- _Selected passage_
“Once I felt so weak that the only thing I could think to do was start running.” Sebastian Junger
All of the following lines are from Freedom by Sebastian Junger, until I indicate otherwise.
We walked around four hundred miles and most nights we were the only people who knew where we were. There are many definitions of freedom but surely that is one of them.
Lots of things that look like freedom when you’re with other people are just a form of exile when you’re alone. (page 17)
The freedom that comes from being feared is tempting for people who have suffered that fear themselves.
Dominant men take up as much room as possible. They have significantly higher testosterone levels than nondominant men, and much lower levels of the stress hormone cortisol - both associated with disease resistance and leadership. Testosterone is correlated so strongly with both aggression and wide facial structures in men that it’s possible to predict roughly how much time a hockey player will spend in the penalty box during a season by measuring the width of his face. Winning a fight or athletic competition boosts testosterone levels which in turn make dominant men more likely to win the next one.

[Referring expression data]

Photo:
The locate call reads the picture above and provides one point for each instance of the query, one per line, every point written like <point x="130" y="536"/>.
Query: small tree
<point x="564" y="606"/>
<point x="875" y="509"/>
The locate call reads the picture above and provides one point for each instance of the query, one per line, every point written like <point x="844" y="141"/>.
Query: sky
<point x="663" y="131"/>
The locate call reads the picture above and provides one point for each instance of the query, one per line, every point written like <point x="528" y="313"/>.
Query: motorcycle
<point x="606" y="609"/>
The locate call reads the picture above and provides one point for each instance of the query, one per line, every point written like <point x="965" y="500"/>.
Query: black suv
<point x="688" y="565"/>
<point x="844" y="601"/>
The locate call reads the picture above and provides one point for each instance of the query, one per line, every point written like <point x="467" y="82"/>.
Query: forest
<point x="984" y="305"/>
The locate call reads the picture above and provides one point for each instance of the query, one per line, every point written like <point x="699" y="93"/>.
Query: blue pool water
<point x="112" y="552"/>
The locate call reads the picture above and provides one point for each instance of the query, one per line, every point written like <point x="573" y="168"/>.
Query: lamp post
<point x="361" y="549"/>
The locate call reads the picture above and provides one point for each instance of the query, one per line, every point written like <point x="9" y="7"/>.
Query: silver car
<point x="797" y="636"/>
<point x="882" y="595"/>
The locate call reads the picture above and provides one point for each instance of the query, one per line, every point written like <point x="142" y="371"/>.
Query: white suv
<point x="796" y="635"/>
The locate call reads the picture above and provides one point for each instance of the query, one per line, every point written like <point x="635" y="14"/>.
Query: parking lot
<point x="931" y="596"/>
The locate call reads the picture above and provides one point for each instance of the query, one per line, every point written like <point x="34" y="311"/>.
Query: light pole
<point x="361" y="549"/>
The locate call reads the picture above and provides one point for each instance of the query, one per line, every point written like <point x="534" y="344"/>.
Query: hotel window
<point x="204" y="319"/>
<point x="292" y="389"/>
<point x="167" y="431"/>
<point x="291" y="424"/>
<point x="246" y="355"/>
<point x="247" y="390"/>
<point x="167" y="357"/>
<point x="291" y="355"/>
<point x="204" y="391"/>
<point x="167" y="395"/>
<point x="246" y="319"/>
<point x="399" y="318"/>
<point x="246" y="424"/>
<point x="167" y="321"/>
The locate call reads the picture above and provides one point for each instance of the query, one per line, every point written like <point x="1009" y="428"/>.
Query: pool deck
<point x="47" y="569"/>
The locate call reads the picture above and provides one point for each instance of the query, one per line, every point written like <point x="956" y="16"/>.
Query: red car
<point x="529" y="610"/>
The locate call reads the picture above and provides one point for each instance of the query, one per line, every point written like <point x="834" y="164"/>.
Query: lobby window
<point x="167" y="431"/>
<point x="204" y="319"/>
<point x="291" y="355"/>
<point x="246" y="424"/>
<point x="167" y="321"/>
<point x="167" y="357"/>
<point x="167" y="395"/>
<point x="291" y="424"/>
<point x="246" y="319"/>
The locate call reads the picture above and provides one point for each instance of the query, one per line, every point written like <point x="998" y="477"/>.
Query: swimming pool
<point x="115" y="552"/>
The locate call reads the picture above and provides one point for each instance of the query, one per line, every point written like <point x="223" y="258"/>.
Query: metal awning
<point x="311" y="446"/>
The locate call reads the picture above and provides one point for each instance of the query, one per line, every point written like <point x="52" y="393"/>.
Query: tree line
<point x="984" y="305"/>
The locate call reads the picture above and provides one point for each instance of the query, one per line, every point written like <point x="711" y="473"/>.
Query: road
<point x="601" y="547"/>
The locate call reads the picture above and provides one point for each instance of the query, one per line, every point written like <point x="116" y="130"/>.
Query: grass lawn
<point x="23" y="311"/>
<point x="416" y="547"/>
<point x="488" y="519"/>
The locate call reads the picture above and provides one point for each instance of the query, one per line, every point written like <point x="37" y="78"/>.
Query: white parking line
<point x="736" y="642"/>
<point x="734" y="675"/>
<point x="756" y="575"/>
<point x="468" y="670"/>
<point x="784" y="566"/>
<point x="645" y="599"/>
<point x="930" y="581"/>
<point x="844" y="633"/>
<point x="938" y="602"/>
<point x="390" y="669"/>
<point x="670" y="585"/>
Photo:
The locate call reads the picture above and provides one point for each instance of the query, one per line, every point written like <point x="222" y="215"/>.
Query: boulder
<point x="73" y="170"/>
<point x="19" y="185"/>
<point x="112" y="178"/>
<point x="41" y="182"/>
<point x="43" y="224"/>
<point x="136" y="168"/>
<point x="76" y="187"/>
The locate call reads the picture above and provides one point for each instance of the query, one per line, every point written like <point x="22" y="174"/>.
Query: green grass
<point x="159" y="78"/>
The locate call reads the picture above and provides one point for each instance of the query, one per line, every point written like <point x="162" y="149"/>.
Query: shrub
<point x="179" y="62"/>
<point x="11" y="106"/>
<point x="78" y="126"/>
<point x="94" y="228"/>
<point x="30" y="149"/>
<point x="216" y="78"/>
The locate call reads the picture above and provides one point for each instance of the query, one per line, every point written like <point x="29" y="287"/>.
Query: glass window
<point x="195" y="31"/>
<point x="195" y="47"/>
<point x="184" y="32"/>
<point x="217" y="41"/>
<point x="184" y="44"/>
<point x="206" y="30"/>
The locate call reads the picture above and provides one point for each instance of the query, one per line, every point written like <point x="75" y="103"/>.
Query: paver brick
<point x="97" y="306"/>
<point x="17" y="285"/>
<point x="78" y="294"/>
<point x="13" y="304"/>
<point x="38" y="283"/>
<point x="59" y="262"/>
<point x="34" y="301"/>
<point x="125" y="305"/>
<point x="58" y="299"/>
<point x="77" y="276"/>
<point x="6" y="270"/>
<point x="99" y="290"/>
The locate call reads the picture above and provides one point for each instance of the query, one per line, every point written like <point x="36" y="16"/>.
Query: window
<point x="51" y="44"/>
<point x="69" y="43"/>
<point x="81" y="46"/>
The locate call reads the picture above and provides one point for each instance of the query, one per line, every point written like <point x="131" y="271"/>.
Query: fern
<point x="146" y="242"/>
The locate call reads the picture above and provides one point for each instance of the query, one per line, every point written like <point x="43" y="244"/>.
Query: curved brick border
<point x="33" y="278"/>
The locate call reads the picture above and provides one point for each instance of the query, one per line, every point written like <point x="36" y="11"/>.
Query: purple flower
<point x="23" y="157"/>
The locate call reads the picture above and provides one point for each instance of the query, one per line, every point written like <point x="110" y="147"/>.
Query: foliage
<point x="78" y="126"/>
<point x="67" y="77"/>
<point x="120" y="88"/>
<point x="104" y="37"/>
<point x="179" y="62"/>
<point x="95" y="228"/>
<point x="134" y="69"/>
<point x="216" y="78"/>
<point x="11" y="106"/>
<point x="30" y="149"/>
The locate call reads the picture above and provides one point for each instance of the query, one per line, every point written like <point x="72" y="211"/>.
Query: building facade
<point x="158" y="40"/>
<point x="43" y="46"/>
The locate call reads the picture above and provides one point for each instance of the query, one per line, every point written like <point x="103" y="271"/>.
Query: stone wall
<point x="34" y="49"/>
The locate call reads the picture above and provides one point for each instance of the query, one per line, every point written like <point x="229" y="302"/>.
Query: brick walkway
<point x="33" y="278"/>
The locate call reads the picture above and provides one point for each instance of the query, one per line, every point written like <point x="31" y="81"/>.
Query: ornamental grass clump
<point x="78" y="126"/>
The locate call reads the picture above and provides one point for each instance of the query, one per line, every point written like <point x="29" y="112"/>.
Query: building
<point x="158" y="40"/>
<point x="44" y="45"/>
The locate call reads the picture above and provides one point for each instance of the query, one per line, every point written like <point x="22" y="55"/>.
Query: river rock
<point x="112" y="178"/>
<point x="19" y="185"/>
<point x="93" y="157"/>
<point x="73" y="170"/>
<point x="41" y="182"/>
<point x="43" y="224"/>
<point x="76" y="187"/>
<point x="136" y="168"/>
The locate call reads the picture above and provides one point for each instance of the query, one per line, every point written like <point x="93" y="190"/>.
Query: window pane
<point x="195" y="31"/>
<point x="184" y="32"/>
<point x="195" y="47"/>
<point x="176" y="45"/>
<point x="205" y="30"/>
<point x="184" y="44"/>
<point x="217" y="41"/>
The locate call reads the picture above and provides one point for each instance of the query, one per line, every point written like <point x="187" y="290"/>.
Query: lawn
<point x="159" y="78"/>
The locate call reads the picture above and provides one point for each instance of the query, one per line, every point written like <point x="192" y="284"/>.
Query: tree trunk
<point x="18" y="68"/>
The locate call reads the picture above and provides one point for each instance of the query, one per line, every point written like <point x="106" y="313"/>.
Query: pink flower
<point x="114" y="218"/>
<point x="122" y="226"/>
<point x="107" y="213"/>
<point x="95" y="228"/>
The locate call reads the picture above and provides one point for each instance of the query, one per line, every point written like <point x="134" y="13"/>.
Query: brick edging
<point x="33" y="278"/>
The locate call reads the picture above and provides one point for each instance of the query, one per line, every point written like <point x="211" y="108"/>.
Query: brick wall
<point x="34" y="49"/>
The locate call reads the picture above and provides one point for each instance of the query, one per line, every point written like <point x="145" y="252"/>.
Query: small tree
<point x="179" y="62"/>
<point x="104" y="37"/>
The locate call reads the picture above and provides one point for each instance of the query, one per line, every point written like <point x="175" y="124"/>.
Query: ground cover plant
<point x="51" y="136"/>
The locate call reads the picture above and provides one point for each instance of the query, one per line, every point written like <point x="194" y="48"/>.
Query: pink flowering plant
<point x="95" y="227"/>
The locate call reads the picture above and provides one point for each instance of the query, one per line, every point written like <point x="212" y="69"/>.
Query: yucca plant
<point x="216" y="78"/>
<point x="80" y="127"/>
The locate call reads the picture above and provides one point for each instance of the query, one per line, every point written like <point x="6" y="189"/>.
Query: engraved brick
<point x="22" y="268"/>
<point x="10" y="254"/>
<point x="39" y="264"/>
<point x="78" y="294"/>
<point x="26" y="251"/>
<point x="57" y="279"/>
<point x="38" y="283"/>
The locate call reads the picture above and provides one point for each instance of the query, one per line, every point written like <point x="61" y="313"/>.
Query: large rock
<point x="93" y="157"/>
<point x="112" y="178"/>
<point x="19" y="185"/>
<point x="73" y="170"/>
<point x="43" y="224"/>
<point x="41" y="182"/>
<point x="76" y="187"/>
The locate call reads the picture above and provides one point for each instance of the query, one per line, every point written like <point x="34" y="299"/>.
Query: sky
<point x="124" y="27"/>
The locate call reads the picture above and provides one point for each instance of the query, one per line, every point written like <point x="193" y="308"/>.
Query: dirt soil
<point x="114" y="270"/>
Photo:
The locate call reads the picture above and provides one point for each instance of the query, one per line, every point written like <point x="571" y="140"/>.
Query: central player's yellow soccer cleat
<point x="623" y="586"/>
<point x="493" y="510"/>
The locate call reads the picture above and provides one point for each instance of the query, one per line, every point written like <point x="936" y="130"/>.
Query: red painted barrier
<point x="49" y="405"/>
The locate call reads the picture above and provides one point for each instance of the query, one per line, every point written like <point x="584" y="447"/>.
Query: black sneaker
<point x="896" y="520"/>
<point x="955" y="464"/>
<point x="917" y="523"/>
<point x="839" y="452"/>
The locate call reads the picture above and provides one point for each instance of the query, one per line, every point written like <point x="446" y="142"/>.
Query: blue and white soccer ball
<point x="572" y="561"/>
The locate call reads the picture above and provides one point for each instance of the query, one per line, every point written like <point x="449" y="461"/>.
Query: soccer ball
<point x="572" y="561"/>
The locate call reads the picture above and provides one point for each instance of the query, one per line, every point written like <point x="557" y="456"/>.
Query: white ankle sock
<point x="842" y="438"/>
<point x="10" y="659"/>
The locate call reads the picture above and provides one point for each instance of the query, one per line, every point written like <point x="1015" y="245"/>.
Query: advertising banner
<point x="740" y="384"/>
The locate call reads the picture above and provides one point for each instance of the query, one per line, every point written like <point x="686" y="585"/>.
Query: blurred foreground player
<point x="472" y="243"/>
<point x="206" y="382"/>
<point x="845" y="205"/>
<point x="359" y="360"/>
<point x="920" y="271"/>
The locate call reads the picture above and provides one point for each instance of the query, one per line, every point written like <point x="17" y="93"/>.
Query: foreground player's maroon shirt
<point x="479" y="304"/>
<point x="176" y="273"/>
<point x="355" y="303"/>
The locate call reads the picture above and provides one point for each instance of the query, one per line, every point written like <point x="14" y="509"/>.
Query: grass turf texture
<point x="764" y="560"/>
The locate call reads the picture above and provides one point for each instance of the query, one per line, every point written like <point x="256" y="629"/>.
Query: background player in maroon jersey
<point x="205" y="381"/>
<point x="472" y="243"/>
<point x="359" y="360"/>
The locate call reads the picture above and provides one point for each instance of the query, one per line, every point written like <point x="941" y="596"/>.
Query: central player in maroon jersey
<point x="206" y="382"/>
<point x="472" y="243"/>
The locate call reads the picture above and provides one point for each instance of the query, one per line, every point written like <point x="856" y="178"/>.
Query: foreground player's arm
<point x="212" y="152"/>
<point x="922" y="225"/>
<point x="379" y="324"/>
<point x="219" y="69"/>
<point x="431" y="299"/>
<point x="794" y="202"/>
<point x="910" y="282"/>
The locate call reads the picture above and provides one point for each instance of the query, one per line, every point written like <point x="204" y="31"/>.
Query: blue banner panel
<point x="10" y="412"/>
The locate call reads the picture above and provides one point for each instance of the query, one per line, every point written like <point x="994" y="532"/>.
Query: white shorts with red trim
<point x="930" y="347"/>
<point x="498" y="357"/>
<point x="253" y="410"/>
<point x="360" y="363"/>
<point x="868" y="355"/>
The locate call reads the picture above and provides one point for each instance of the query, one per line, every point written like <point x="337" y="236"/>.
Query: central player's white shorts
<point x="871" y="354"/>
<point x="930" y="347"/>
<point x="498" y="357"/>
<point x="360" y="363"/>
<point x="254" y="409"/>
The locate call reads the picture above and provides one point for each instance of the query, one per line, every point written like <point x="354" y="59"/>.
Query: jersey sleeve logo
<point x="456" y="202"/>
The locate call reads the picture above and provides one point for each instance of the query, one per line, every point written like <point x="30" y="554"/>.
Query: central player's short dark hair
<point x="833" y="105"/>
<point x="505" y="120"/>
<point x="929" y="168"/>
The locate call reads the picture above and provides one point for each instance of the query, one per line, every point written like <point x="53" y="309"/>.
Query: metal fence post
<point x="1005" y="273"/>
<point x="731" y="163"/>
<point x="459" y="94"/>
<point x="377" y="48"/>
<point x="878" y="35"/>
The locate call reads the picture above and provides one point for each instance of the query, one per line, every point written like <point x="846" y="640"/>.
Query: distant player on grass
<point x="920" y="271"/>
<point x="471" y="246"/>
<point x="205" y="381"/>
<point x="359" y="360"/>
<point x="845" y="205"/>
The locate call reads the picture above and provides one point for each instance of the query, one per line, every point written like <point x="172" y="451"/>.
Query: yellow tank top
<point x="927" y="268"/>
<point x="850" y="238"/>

- _Task description_
Transcribe the part of the passage on freedom that begins at the words "Lots of things" and stops after "the next one.".

- _Exercise answer_
Lots of things that look like freedom when you’re with other people are just a form of exile when you’re alone. (page 17)
The freedom that comes from being feared is tempting for people who have suffered that fear themselves.
Dominant men take up as much room as possible. They have significantly higher testosterone levels than nondominant men, and much lower levels of the stress hormone cortisol - both associated with disease resistance and leadership. Testosterone is correlated so strongly with both aggression and wide facial structures in men that it’s possible to predict roughly how much time a hockey player will spend in the penalty box during a season by measuring the width of his face. Winning a fight or athletic competition boosts testosterone levels which in turn make dominant men more likely to win the next one.